→ Text section
Director Ted Tetzlaff’s 1950 The White Tower is a thrilling and intelligent mountain-climbing melodrama with an exciting cast and plenty of sub-text meaning about six people risking their lives to scale an unclimbed Matterhorn-like mountain in the Swiss Alps. It is written by Paul Jarrico, based on James Ramsey Ullman’s novel.
Director Tetzlaff makes you care about the lives and loves of the various characters played by Glenn Ford, Claude Rains, Alida Valli, Cedric Hardwicke, Lloyd Bridges and particularly Oscar Homolka, who is outstanding as Andreas.
Valli plays Carla Alton, a woman obsessed with climbing The White Tower, the mountain that claimed her father’s life, and so gathers together the group members, who all have their own reasons for joining the climb.
This is good second-unit stunt work at Mont Blanc, while the stars look down from cotton-wool and cardboard peaks in the RKO studios. The White Tower is a well-crafted film complete with excellent cinematography in beautiful Technicolor from Ray Rennahan and score by Roy Webb.
Also in the cast are June Clayworth, Lotte Stein, Fred Essler, and Edit Angold.
The mountain set was built at RKO-Pathé Studios, 9336 Washington Blvd, Culver City, California. The exterior filming Locations were at the Alps, Haute-Savoie, France.

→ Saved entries

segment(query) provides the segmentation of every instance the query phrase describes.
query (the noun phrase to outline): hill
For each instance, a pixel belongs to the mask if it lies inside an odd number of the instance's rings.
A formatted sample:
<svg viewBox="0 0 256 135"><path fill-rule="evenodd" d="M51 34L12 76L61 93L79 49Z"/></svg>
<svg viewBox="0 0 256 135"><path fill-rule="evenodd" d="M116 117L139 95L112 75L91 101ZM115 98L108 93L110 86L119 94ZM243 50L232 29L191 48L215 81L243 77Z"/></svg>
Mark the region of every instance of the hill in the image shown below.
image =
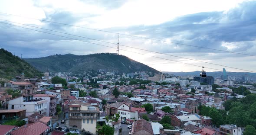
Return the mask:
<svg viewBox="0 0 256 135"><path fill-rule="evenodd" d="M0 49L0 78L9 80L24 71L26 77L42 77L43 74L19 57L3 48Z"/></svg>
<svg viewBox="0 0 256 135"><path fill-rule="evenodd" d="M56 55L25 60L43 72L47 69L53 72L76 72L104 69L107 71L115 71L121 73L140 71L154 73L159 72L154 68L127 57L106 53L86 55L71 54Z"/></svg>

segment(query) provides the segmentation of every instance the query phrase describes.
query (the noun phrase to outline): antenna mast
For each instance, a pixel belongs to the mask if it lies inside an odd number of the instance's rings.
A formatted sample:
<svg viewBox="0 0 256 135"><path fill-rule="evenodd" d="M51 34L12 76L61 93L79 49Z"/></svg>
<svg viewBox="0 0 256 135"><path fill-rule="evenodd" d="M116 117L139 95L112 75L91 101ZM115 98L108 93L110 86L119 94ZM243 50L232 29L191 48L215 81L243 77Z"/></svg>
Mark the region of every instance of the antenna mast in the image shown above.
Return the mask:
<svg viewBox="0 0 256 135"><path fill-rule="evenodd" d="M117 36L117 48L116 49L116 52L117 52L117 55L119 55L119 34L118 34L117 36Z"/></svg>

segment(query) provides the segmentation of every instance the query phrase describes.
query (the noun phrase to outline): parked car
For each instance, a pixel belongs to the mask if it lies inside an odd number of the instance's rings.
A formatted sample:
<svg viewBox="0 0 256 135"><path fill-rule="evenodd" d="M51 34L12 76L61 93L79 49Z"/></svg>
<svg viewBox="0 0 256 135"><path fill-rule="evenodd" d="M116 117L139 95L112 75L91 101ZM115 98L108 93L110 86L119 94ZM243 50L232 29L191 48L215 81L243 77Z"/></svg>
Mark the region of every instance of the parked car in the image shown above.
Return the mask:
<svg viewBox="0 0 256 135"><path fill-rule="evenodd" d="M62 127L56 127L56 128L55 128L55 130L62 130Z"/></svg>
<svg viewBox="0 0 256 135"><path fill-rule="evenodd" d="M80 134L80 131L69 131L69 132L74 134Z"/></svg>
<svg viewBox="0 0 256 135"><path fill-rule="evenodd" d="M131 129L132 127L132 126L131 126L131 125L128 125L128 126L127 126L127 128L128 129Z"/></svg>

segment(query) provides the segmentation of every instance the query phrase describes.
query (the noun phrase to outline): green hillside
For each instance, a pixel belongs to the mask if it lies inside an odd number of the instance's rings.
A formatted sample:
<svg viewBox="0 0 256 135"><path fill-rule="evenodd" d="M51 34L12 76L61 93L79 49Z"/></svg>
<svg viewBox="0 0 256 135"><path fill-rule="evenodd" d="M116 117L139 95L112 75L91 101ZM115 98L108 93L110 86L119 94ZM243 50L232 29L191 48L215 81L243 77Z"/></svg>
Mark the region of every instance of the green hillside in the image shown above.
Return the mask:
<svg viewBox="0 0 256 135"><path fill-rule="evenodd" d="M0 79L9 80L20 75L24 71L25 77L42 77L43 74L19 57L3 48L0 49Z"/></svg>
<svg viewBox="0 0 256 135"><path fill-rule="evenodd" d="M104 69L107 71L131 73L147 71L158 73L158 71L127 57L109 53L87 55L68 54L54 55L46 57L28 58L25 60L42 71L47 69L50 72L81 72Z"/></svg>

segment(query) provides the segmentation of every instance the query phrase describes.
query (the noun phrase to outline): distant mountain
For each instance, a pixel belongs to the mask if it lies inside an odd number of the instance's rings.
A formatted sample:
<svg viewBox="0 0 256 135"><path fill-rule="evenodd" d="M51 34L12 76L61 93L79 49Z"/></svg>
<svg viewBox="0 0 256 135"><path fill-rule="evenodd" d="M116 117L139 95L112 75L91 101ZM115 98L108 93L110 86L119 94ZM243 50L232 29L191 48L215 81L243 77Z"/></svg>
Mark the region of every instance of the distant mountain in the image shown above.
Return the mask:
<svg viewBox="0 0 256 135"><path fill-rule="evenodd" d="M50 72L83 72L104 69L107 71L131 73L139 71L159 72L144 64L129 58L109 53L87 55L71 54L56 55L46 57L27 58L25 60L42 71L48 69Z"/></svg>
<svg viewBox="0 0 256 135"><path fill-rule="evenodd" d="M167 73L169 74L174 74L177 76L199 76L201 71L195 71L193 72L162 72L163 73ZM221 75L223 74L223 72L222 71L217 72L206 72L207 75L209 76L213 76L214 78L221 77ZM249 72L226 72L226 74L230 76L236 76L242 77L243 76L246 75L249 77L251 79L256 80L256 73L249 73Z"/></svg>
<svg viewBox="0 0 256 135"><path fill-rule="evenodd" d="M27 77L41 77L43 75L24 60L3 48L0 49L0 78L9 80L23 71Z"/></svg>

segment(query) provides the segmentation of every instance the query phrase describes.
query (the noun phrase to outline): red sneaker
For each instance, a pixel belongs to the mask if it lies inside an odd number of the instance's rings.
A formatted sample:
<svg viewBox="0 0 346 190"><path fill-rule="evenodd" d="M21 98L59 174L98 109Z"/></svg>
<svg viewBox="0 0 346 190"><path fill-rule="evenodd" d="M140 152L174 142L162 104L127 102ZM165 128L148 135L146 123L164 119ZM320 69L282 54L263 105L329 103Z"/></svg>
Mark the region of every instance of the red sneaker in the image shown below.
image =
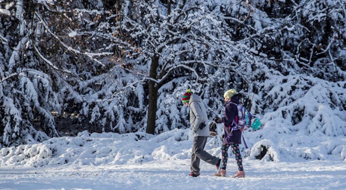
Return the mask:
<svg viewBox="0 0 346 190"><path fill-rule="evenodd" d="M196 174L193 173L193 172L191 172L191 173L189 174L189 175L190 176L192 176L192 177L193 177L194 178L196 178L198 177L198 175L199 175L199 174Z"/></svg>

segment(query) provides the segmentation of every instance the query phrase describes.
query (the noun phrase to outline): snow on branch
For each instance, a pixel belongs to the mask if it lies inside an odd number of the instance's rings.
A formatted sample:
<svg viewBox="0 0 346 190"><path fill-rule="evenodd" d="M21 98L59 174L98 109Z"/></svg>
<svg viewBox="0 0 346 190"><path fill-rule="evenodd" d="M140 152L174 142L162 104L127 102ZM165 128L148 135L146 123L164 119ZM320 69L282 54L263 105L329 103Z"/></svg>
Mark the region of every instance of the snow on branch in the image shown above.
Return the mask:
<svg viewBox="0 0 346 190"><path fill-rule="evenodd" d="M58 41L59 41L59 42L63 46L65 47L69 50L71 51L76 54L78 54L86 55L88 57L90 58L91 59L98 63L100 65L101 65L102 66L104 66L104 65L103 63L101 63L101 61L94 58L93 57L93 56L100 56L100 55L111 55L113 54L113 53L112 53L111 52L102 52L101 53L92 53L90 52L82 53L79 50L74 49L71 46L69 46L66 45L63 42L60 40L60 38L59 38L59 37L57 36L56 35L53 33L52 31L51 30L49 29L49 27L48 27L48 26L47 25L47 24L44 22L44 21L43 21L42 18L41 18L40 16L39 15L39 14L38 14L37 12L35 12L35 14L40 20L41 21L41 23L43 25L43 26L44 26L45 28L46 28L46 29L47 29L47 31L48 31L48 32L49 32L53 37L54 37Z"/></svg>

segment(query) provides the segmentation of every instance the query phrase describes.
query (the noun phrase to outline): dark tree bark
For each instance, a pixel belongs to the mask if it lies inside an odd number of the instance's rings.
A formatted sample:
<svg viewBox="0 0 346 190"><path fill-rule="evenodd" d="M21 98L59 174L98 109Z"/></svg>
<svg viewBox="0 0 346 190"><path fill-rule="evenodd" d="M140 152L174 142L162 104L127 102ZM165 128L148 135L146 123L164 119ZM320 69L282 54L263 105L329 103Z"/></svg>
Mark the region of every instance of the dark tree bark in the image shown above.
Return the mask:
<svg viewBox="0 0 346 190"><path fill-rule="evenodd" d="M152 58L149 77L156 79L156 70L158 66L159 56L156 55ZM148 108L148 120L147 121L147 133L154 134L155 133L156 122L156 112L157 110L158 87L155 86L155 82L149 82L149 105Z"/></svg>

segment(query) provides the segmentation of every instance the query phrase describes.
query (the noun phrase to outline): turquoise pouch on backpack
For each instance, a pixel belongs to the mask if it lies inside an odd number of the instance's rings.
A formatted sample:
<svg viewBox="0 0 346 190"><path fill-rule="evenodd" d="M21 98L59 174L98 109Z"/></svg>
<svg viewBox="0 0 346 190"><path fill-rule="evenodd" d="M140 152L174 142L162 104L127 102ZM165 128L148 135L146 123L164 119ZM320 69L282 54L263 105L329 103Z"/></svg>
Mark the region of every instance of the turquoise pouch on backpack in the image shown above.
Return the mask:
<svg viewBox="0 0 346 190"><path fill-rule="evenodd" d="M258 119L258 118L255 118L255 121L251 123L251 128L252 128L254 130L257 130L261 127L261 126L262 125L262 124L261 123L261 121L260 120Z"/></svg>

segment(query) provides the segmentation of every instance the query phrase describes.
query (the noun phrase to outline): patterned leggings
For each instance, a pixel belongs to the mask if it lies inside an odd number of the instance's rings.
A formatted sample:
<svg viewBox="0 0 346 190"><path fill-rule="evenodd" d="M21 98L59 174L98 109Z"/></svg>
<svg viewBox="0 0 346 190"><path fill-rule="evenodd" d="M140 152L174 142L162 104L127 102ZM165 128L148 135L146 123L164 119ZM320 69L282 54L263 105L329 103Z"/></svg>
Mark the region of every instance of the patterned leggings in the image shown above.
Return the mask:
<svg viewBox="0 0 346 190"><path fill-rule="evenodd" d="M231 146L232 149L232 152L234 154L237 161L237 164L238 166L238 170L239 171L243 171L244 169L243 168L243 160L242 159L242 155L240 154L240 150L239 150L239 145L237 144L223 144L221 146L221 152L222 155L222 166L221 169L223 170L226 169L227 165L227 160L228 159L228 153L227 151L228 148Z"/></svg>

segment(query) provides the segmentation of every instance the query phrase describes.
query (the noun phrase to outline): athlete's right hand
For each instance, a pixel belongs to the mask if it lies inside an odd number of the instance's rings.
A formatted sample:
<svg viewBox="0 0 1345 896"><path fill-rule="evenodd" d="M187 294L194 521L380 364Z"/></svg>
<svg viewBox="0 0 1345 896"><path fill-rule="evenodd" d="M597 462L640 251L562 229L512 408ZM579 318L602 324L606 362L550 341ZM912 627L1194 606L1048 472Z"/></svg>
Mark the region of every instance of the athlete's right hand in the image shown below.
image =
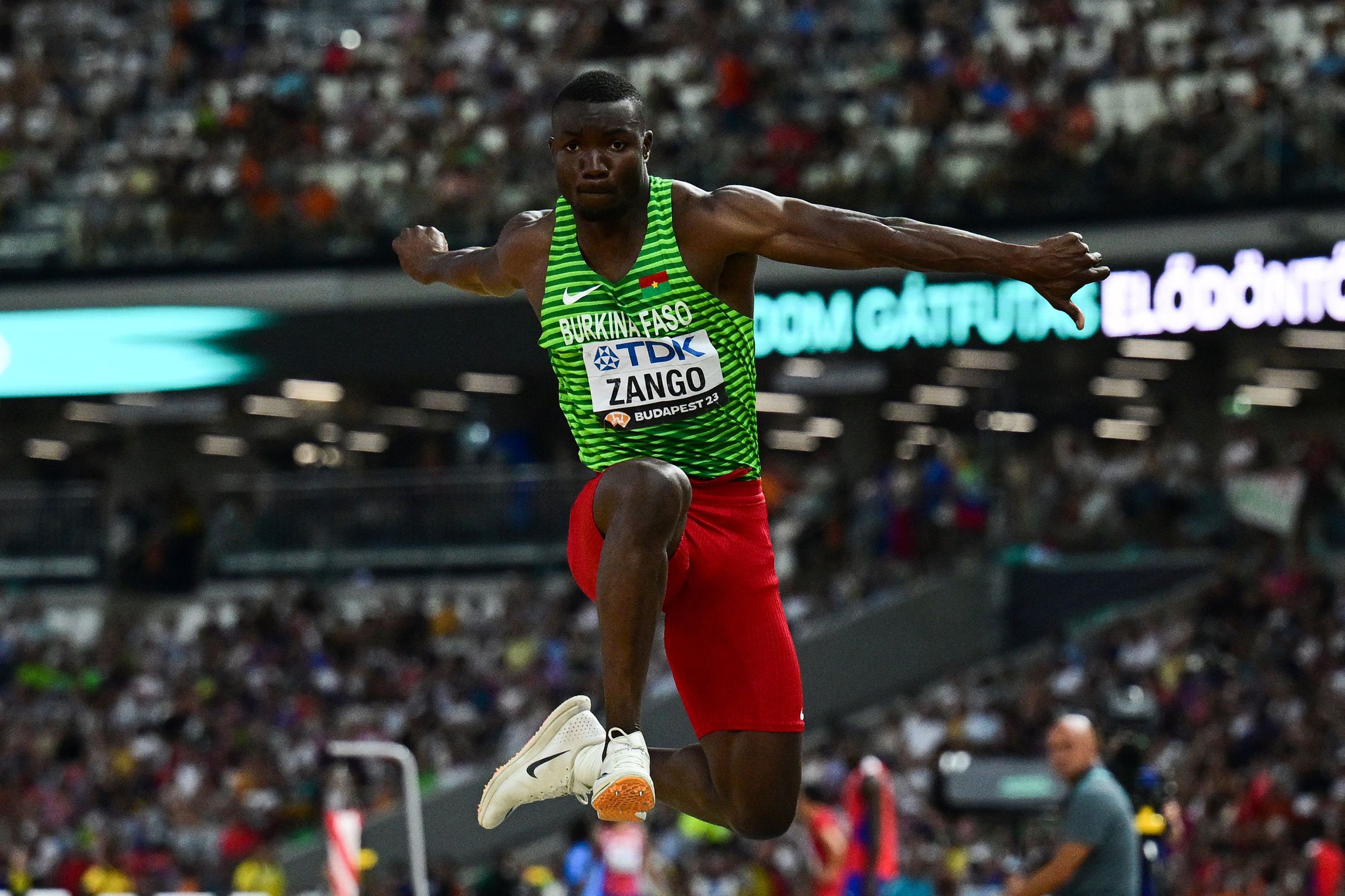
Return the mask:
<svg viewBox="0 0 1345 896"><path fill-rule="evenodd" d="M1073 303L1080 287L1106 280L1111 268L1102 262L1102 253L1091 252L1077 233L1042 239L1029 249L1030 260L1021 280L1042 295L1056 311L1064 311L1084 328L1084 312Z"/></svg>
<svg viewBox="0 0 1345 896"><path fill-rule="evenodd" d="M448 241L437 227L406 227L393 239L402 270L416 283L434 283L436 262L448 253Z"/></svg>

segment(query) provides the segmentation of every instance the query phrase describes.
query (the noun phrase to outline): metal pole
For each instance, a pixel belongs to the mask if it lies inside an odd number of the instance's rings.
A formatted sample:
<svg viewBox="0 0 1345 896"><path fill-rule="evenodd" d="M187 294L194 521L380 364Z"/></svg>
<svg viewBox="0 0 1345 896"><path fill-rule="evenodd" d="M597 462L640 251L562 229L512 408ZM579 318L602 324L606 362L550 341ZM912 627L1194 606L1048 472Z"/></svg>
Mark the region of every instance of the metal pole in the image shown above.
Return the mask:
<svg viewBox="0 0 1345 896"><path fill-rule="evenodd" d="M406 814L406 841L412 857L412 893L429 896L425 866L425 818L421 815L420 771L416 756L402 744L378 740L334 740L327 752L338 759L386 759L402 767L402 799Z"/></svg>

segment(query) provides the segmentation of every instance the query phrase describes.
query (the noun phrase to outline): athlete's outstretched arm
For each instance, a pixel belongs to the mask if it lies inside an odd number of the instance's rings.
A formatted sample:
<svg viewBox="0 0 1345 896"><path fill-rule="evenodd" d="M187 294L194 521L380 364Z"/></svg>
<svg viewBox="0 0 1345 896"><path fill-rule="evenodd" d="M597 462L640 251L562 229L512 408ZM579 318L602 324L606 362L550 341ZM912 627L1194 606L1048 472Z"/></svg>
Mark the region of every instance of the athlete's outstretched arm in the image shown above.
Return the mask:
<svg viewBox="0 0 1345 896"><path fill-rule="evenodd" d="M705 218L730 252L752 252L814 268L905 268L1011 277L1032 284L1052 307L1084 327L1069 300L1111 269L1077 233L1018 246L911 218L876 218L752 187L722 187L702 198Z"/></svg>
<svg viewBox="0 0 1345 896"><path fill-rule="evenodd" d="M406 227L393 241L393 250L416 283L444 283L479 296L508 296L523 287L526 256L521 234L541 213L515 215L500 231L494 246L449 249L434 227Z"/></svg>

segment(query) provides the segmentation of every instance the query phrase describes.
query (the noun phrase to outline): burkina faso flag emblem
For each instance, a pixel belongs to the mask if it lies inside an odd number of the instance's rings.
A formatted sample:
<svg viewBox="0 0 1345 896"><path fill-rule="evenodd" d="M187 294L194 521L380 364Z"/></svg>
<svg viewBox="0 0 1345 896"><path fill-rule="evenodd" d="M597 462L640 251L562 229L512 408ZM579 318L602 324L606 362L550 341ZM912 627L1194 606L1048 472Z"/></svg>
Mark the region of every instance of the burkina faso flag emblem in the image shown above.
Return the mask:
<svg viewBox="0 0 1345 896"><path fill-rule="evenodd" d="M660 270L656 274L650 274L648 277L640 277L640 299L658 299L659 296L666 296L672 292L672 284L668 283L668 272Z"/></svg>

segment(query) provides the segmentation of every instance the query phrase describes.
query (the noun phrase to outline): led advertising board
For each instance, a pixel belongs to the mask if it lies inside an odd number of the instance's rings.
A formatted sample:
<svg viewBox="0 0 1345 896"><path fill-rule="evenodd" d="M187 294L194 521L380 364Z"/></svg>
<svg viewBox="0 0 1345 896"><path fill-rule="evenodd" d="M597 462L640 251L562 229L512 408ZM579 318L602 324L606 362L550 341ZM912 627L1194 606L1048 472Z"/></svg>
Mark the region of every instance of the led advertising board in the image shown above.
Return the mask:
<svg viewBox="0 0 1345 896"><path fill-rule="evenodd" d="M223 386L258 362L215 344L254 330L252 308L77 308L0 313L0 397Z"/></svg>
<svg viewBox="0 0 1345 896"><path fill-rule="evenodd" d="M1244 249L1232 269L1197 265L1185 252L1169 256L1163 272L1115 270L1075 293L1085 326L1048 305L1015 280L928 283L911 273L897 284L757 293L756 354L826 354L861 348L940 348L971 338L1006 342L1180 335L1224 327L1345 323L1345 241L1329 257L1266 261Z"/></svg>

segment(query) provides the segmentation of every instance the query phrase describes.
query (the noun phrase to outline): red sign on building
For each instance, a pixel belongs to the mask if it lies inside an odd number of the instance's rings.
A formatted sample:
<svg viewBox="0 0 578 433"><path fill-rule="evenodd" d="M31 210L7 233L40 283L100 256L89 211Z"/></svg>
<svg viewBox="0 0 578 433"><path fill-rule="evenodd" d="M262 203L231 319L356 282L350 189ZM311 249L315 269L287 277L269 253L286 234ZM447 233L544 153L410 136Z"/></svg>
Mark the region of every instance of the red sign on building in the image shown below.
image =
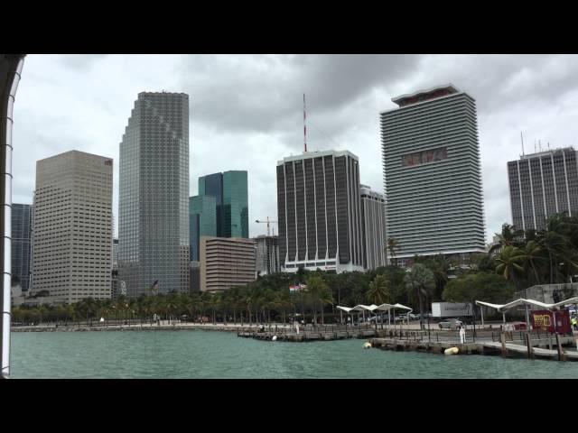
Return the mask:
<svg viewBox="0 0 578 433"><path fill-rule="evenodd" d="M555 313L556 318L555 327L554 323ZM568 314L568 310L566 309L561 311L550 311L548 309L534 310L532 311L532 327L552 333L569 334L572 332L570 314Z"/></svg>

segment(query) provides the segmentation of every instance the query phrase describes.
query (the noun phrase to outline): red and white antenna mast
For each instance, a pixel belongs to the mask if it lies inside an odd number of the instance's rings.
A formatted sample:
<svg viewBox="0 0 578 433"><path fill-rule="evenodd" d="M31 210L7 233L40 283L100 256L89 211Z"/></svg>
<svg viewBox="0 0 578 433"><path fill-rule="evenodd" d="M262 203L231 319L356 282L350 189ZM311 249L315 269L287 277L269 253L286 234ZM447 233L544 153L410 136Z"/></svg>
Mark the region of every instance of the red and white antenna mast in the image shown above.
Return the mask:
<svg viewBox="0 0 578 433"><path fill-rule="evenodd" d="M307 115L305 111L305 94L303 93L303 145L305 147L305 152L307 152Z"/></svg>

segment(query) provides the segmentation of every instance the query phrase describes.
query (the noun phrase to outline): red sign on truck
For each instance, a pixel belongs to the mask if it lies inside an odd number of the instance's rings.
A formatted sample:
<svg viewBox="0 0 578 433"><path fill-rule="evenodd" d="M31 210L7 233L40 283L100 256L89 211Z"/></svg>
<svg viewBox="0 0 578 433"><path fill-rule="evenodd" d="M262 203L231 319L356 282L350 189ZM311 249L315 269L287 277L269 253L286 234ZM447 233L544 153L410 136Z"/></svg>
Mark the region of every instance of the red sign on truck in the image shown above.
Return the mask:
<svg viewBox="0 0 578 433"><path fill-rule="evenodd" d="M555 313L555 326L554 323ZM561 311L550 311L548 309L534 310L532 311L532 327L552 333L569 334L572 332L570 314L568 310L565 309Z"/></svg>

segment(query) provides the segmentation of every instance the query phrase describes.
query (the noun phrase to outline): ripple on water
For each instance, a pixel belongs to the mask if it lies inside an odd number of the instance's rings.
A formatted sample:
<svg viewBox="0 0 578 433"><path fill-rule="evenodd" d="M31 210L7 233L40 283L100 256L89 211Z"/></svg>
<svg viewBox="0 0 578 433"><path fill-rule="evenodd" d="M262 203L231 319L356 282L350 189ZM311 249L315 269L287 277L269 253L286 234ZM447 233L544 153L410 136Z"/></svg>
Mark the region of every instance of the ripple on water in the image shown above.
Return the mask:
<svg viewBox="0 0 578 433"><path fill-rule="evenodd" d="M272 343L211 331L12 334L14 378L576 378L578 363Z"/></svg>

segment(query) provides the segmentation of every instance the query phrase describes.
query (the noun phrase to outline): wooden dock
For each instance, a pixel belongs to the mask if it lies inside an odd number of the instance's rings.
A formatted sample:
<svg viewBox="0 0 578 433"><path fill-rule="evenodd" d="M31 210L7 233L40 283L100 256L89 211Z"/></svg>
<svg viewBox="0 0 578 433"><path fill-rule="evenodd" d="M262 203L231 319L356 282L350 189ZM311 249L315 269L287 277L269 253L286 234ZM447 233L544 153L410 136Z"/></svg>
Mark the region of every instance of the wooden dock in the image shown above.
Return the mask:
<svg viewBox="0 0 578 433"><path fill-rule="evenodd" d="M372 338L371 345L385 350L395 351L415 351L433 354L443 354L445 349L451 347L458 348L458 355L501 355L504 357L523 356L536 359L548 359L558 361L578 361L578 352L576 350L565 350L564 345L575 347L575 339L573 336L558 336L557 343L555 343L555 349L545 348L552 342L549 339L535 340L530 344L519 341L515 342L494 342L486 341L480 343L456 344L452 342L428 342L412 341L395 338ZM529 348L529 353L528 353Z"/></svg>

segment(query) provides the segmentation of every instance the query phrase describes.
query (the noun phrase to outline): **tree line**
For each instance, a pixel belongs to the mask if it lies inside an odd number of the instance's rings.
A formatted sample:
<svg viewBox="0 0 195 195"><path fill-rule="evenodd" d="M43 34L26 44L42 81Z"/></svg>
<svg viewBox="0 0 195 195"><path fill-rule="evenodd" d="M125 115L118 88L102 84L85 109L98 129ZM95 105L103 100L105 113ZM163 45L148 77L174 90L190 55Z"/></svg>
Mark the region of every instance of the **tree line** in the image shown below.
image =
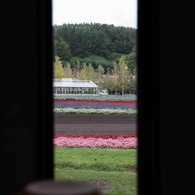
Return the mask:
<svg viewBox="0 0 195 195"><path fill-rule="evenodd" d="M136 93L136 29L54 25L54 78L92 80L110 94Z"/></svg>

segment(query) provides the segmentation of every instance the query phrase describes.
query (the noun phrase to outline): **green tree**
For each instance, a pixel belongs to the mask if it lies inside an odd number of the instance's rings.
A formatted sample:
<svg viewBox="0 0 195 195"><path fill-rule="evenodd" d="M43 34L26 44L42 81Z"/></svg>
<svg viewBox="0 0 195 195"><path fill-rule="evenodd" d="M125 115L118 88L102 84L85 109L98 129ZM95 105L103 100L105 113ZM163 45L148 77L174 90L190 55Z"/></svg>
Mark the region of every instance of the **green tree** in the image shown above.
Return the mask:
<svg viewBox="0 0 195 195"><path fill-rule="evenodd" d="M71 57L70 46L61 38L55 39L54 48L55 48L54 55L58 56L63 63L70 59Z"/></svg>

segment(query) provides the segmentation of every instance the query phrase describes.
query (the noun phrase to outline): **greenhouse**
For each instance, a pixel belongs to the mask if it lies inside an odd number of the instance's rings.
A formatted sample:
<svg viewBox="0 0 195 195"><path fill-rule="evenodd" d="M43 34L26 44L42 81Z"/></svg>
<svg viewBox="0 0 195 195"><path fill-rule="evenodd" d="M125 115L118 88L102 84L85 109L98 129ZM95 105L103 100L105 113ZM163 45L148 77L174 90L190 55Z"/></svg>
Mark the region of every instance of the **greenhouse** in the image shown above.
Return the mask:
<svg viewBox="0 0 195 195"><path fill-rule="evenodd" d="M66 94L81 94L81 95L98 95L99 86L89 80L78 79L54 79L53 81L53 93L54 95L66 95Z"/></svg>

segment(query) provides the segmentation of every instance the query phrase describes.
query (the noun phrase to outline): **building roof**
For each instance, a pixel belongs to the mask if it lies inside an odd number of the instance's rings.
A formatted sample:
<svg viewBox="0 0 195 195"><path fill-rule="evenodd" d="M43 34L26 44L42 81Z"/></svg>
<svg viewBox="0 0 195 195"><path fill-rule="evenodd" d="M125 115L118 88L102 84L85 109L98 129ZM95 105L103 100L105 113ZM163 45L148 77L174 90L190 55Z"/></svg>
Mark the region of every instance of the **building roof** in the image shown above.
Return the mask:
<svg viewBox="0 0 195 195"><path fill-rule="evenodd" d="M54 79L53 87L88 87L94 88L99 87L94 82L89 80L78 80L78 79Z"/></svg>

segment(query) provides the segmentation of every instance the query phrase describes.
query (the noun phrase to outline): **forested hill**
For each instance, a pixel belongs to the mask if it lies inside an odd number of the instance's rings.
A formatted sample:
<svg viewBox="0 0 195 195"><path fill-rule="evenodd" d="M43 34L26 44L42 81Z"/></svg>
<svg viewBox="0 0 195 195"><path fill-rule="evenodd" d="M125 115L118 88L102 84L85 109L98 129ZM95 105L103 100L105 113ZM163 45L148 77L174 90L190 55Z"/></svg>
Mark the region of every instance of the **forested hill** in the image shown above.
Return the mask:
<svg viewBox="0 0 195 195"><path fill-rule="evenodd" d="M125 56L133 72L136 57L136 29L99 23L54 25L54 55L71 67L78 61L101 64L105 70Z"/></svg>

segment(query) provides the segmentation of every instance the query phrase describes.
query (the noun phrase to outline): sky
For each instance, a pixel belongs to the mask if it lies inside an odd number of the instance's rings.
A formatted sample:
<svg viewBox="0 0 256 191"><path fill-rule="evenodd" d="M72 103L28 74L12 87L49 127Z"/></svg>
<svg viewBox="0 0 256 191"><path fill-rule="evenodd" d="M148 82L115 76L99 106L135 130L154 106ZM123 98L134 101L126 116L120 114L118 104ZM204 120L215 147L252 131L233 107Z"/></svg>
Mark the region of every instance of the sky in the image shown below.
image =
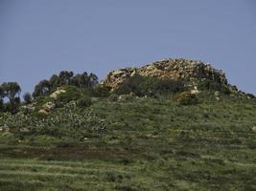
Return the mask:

→ To do
Echo the review of The White Tower word for word, starting at "Director Tetzlaff makes" and ending at "by Roy Webb.".

→ Exercise solution
Director Tetzlaff makes you care about the lives and loves of the various characters played by Glenn Ford, Claude Rains, Alida Valli, Cedric Hardwicke, Lloyd Bridges and particularly Oscar Homolka, who is outstanding as Andreas.
Valli plays Carla Alton, a woman obsessed with climbing The White Tower, the mountain that claimed her father’s life, and so gathers together the group members, who all have their own reasons for joining the climb.
This is good second-unit stunt work at Mont Blanc, while the stars look down from cotton-wool and cardboard peaks in the RKO studios. The White Tower is a well-crafted film complete with excellent cinematography in beautiful Technicolor from Ray Rennahan and score by Roy Webb.